> Problem details: List every lowercase format identifier (letters and digits, with or without an underscore) that appears in the forum post on depth buffer formats, in the order each first occurs.

> Source excerpt:
= = = =
Jump to content

  • Log In with Google      Sign In   
  • Create Account

Matias Goldberg

Member Since 02 Jul 2006
Online Last Active Today, 03:03 PM

#5273015 D3d12 : d24_x8 format to rgba8?

Posted by Matias Goldberg on 28 January 2016 - 10:57 AM

Yes they mentionned it on some twitter account, but then does GCN store 24 bits depth value as 32 bits if a 24 bits depth texture is requested ?
Since there is no performance bandwidth advantage since 24 bits needs to be stored in a 32 bits location and 8 bits are wasted the driver might as well promote d24x8 to d32 + r8 ?

No, they store it as 24-bit fixed point with 8 bits unused. It only uses 32 bits if you request a floating point depth buffer, and they can't promote from fixed point -> floating point since the distribution of precision is different.

Pretty much this. They cannot promote it for you since the behavior is very different. They must honour 24-bit integer precision.

As for the bandwidth, this is why AMD recommends that if you never use the stencil, don't ask for a depth buffer with stencil capabilities.
= = = =
> Data lines:
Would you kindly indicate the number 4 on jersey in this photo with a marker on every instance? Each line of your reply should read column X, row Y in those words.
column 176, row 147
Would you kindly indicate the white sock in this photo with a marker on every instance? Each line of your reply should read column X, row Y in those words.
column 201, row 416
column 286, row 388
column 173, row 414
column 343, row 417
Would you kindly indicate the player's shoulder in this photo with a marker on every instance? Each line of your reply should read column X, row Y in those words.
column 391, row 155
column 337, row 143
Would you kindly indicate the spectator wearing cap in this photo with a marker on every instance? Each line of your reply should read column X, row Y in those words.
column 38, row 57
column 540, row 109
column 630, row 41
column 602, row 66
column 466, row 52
= = = =
> Response below: d24_x8, rgba8, d24x8, d32, r8